[Source records]
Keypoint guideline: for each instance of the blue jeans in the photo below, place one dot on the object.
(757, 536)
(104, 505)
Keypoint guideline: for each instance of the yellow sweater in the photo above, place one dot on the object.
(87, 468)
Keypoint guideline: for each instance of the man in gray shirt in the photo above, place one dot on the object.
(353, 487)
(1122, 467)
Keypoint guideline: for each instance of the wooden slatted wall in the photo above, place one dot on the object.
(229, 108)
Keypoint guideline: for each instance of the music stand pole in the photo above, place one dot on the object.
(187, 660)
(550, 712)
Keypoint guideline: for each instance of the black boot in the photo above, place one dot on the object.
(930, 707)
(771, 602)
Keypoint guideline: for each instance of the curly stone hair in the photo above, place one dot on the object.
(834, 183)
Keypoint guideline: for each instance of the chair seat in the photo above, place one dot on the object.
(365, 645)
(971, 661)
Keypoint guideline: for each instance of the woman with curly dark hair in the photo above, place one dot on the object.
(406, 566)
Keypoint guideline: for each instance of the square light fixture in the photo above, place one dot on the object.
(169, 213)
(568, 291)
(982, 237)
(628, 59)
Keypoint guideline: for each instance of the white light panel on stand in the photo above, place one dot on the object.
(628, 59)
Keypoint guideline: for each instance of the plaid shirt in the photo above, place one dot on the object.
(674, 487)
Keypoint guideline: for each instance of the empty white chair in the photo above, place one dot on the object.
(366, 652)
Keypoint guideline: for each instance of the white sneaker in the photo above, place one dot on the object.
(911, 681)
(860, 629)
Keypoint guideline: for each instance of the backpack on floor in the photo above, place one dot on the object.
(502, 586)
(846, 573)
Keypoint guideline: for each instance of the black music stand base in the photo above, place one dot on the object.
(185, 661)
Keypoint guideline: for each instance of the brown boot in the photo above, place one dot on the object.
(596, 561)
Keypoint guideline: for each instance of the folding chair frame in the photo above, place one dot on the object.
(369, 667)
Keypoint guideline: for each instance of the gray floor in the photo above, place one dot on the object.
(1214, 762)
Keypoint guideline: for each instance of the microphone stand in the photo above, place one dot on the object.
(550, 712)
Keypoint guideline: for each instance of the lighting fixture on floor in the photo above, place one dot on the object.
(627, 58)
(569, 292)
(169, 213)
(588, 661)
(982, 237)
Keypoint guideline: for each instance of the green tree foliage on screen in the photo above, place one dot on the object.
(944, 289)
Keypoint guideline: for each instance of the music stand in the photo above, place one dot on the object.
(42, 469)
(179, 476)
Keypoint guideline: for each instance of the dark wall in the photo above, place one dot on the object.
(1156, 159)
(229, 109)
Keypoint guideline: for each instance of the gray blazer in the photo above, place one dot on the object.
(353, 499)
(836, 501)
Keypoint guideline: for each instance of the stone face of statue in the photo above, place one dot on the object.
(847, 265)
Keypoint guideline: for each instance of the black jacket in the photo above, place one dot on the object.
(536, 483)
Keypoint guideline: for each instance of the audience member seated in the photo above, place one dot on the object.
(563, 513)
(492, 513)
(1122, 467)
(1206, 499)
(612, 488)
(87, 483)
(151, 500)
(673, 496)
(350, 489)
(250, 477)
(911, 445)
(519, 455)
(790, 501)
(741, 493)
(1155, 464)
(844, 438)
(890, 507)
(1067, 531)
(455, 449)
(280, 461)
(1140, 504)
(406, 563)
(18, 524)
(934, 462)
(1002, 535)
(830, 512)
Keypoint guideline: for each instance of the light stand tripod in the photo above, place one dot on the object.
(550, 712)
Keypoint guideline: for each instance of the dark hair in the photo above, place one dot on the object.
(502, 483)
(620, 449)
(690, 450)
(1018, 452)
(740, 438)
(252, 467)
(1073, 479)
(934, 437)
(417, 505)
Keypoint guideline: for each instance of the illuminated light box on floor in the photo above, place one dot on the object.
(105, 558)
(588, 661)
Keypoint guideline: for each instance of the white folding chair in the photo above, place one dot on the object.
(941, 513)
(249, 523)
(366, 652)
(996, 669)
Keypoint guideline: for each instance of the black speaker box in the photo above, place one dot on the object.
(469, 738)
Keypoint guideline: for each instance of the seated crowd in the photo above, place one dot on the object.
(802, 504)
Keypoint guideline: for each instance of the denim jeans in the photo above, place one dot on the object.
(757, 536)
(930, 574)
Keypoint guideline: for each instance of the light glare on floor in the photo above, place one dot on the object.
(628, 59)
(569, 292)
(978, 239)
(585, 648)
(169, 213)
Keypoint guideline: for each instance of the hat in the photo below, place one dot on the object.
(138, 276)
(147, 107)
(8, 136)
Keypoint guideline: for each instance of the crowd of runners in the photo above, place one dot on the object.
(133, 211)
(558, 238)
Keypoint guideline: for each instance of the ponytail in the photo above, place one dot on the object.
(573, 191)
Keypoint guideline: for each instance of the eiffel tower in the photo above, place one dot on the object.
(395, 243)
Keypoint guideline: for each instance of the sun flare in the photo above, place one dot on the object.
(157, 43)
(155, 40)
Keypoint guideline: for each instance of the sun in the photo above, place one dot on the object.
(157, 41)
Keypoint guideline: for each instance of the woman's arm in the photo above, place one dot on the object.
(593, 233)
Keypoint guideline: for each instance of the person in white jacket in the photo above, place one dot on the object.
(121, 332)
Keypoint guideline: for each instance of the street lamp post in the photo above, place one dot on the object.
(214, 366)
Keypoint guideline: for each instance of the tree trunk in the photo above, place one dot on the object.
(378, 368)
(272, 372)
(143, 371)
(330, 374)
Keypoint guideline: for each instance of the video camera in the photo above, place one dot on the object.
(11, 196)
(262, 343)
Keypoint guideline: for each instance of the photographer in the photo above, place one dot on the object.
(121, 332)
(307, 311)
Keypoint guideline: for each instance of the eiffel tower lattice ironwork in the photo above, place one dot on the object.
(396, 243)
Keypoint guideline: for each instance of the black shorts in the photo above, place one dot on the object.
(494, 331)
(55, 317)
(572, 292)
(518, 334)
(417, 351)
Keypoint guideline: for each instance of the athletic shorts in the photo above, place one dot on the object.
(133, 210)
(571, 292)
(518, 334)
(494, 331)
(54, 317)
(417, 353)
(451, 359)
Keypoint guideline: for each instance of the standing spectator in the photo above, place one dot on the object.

* _Exercise_: Please give every entry again, precisely as it appears.

* _Task output_:
Keypoint guideline: for each instance of the blue jeans in the photo below, place one dot on the object.
(757, 536)
(104, 505)
Keypoint guideline: for each instance of the yellow sweater in the photo above, place one dot on the object.
(87, 468)
Keypoint guideline: for each instance of the man in gray shirt in the photo above, place one dot on the object.
(353, 487)
(1122, 467)
Keypoint guideline: for each instance of the wooden slatted wall in the photo above, place one dot on the object.
(229, 108)
Keypoint guideline: for each instance of the music stand pole in the photo above, place one dot on the object.
(187, 660)
(550, 712)
Keypoint guideline: for each instance of the black boot in the photo above, place one dot on the object.
(930, 707)
(771, 602)
Keypoint guideline: for each instance of the curly stone hair in the photo above, place one dot on the object.
(834, 183)
Keypoint guideline: for each instance of the chair seat in the photo above, place one dot on the object.
(365, 645)
(971, 661)
Keypoint guideline: for each instance of the woman with curly dark hair in the photo above, place one dot on the object.
(406, 566)
Keypoint guideline: for each instance of the square light fixture in the photo above, place one dot on the object.
(169, 213)
(568, 291)
(982, 237)
(628, 59)
Keypoint guideline: for each instance of the white light panel on stand in the photo above, place one dot on the object.
(628, 59)
Keypoint guideline: for each instance of the plaid shirt in the photo above, place one dot on the object.
(674, 487)
Keypoint guideline: for each instance of the empty white chair in the photo above, place one dot on the object.
(366, 652)
Keypoint guideline: for each instance of the white sneaker in the photo above, place one dot on the object.
(911, 681)
(860, 629)
Keypoint guideline: for each instance of the backpack on floor in the photo above, place one dot on the object.
(502, 586)
(846, 573)
Keypoint guideline: for each instance of the black music stand base in the photo above, place one dot on the object.
(185, 661)
Keypoint guideline: for each instance of the brown boot in the photo above, place one dot on the object.
(596, 561)
Keypoint guideline: for each instance of the folding chair frame in the photo above, place one dot on the object.
(369, 667)
Keypoint guideline: for each instance of the gray floor in the photo above, place one dot on the object.
(1214, 762)
Keypoint guideline: for each instance of the microphone stand in the photo above, place one dot on the object.
(550, 712)
Keypoint guideline: for each instance of the lighting fixture on floor in the photo above, place one dot on the object.
(627, 58)
(569, 292)
(169, 213)
(588, 661)
(982, 237)
Keypoint guideline: for each instance of the green tree foliage on screen in the photo above, place one dot on the object.
(944, 289)
Keypoint guideline: for each instance of the music stand in the photo above, place one dot on the object.
(42, 469)
(179, 476)
Keypoint guideline: for each instance of the dark wall in the photo above, place one dot on the object.
(1156, 159)
(229, 109)
Keypoint guideline: for each instance of the gray blazer in the photo above, place one dot on the object.
(353, 499)
(836, 501)
Keypoint guideline: for each instance of the stone face of statue in the photo above, place one dot on the object.
(847, 265)
Keypoint guideline: for each instance of the black jacket in the photo above, place one dot on the object.
(536, 483)
Keypoint guideline: for each instance of the audience member seated in the photo above, place one dot on the object.
(563, 513)
(492, 513)
(1122, 467)
(1206, 499)
(612, 488)
(87, 483)
(151, 500)
(673, 496)
(350, 489)
(250, 477)
(911, 445)
(519, 455)
(790, 501)
(741, 493)
(1155, 464)
(844, 438)
(890, 507)
(1067, 531)
(455, 449)
(280, 461)
(1140, 504)
(406, 563)
(18, 524)
(934, 462)
(1002, 535)
(830, 512)
Keypoint guideline: for each instance of the light stand tripod in the photo above, place one dot on the object.
(550, 712)
Keypoint guideline: for each instance of the dark hair in the photo above, place one dot on the object.
(502, 483)
(620, 449)
(690, 450)
(1018, 452)
(740, 438)
(252, 467)
(1073, 479)
(934, 437)
(417, 505)
Keypoint guideline: for each instance of the illuminated light box on floor in the photo above, place one dot on the object.
(105, 558)
(588, 661)
Keypoint guideline: for each instance of the white folding chair in the photo above, place one dot on the object.
(941, 513)
(249, 523)
(366, 652)
(996, 669)
Keypoint guideline: for each instance of the black speaker box in the photo above, place one dot on the object.
(469, 738)
Keypoint guideline: for each instance of the seated crowd in the photo above, place one dot on the object.
(802, 504)
Keypoint guideline: for each instance of the denim jeans in the photo above, place one dot on the object.
(757, 536)
(930, 574)
Keypoint guideline: for each instance of the light glare on floor in the photo above, place one dot on the object.
(628, 59)
(569, 292)
(978, 239)
(585, 648)
(169, 213)
Keypoint guideline: for each instance of the hat in the photo below, place one dot on the object.
(138, 276)
(147, 107)
(8, 136)
Keypoint guideline: for each instance of the crowd of runners in the photo above, place one dot on the object.
(133, 211)
(558, 238)
Keypoint guideline: for each instance of the ponytail in the photo above, place one dot on the object.
(573, 191)
Keypoint guideline: for each instance of the eiffel tower in the photo above, place one dot on the object.
(395, 243)
Keypoint guideline: for each instance of the sun flare in the photo above, place one dot on the object.
(157, 43)
(155, 40)
Keypoint guideline: for each instance of the sun in the photo above, place one dot on the object.
(157, 41)
Keypoint guideline: for each instance of the woman's arm in the photo above, place one dot on the object.
(593, 233)
Keypoint guideline: for each instance of the person in white jacket in the photo above, place one dot on the object.
(121, 332)
Keypoint guideline: for each instance of the street lamp post in the photo above, place one dot on the object.
(214, 366)
Keypoint guideline: for each instance of the tree trunk in the photo above, place one dot on the object.
(378, 368)
(272, 372)
(143, 371)
(330, 374)
Keypoint guideline: for each instance of the video camera in the photo above, place one dot on the object.
(11, 196)
(262, 343)
Keypoint guideline: for each instance of the photographer in the photo above, place one dot on the object.
(121, 332)
(307, 311)
Keypoint guideline: for each instance of the eiffel tower lattice ironwork in the photo above, place one dot on the object.
(396, 243)
Keypoint guideline: for each instance of the black shorts in the photo above, place one dot on the object.
(494, 331)
(55, 317)
(572, 292)
(518, 334)
(417, 351)
Keypoint guideline: for each instance of the athletic shorts in the photo above, place one dot on the object.
(133, 210)
(571, 292)
(518, 334)
(494, 331)
(54, 317)
(417, 353)
(451, 359)
Keypoint guideline: for each instance of the standing spectator in the photo above, place one dot on the object.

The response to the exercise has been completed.